• Given exercise: Reproduce the entries below in full, word for word.

— Start —

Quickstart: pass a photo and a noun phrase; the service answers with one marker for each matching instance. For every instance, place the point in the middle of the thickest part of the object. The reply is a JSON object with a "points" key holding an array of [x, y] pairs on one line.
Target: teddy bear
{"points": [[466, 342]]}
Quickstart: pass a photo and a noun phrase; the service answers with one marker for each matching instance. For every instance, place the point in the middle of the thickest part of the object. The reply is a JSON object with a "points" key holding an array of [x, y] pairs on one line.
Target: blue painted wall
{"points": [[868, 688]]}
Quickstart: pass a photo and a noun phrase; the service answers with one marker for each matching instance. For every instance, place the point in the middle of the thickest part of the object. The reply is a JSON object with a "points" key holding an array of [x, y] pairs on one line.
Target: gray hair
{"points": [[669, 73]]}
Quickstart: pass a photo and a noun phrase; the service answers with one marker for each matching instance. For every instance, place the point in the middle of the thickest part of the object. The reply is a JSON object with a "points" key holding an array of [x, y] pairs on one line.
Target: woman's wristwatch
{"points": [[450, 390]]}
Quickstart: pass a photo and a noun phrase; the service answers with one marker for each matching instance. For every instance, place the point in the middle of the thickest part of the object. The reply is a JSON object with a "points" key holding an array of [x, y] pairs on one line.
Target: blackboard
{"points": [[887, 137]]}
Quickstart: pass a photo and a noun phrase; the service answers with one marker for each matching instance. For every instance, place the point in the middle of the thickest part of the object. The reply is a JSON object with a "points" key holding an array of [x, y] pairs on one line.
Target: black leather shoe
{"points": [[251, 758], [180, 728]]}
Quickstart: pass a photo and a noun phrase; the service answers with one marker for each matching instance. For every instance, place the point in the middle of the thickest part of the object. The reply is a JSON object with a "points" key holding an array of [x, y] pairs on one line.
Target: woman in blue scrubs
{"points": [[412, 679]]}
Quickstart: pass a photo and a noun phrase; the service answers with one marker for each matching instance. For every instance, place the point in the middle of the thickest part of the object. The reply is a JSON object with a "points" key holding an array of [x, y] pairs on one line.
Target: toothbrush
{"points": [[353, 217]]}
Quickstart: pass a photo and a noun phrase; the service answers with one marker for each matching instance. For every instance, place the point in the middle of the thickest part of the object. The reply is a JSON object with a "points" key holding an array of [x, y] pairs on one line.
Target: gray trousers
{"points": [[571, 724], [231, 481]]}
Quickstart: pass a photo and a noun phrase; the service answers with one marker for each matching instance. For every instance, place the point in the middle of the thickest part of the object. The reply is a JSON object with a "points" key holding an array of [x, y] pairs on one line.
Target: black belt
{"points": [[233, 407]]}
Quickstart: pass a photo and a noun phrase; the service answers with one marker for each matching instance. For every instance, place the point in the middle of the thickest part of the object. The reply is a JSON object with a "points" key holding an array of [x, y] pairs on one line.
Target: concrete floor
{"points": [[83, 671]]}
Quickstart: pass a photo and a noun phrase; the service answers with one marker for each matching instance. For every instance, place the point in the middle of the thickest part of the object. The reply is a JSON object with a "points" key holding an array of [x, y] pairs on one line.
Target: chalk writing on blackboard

— End —

• Exercise result:
Quickstart: pass a photo and a noun phrase; the service answers with one marker for each matching instance. For every instance, place the point in the middle of the thickest part of the object. The reply is a JSON object with a "points" key holding an array of [x, y] pairs on one line.
Target: teddy bear
{"points": [[466, 342]]}
Quickstart: pass a photo and a noun phrase; the service answers with one marker for each matching instance. For every instance, place the point in the middle of the thickest part of the object. The reply is a JSON object with a "points" key holding an array of [x, y] pairs on one line.
Target: blue painted wall
{"points": [[868, 688]]}
Quickstart: pass a photo and a noun phrase; the service answers with one marker for each matching instance. For every instance, place the point in the middle of the thickest part of the object. The reply is a JSON object with a "points" key holding an array of [x, y] pairs on one line.
Target: gray hair
{"points": [[669, 73]]}
Quickstart: pass a photo and a noun phrase; the service answers with one marker for each matching instance. For every instance, place the point in the middle of the thickest part of the object. The reply is a JSON object with a "points" key holding an array of [x, y] pairs on one line.
Target: woman's wristwatch
{"points": [[450, 390]]}
Quickstart: pass a photo and a noun phrase; the service answers with one marker for each matching instance. For every instance, place the point in the middle of the thickest part of the object. The reply is a JSON object with a "points" key holding an array of [x, y] pairs on one line.
Target: blackboard
{"points": [[887, 137]]}
Quickstart: pass a photo and a noun phrase; the service answers with one marker for each matching instance. For every instance, place the point in the middle of the thickest part of the object. The reply is a JSON object with a "points" key holding an array of [x, y] pairs on one line.
Target: black leather shoe
{"points": [[251, 758], [180, 728]]}
Quickstart: pass a photo and a noun phrase; the service answers with one marker for each matching instance. For every instance, place the point in the middle of the thickest part of the object. The reply is a JSON object with a "points" key holding an array of [x, y] pairs on one line.
Target: woman in blue scrubs
{"points": [[412, 679]]}
Quickstart: pass a photo and a noun phrase; the service answers with one marker for each matching instance. For every instance, place the point in the middle of the thickest part of the object. The reply is a JSON object with a "points" key holding an array of [x, y] pairs on one line.
Target: toothbrush
{"points": [[353, 217]]}
Quickstart: pass a photo and a noun phrase; the service answers with one marker for each matching instance. For every instance, place the point in the middle of the thickest part of the object. The reply is a JSON object with a "points" key holding an array of [x, y] pairs on one line.
Target: gray trousers
{"points": [[571, 724], [231, 481]]}
Quickstart: pass a photo and a noun phrase; the service answers with one marker for each matching instance. For every instance, place the point in the middle of the thickest part of the object. The reply is a JSON object with a "points" key holding an array of [x, y] pairs on one line.
Target: black belt
{"points": [[233, 407]]}
Quickstart: pass a photo and a noun phrase; the service answers with one marker for each matching instance. For every instance, place the point in the middle of the thickest part of the object. The reply is a JSON object with a "points" key holding an array of [x, y] pairs on one line.
Target: concrete floor
{"points": [[83, 671]]}
Quickstart: pass a photo and a noun phrase; the service answers with one marker for each matching instance. For every instance, place the point in the middle of the thickest part of the object. The reply is a JSON object with a "points" key holding an array of [x, y] pairs on one line.
Target: chalk writing on blackboard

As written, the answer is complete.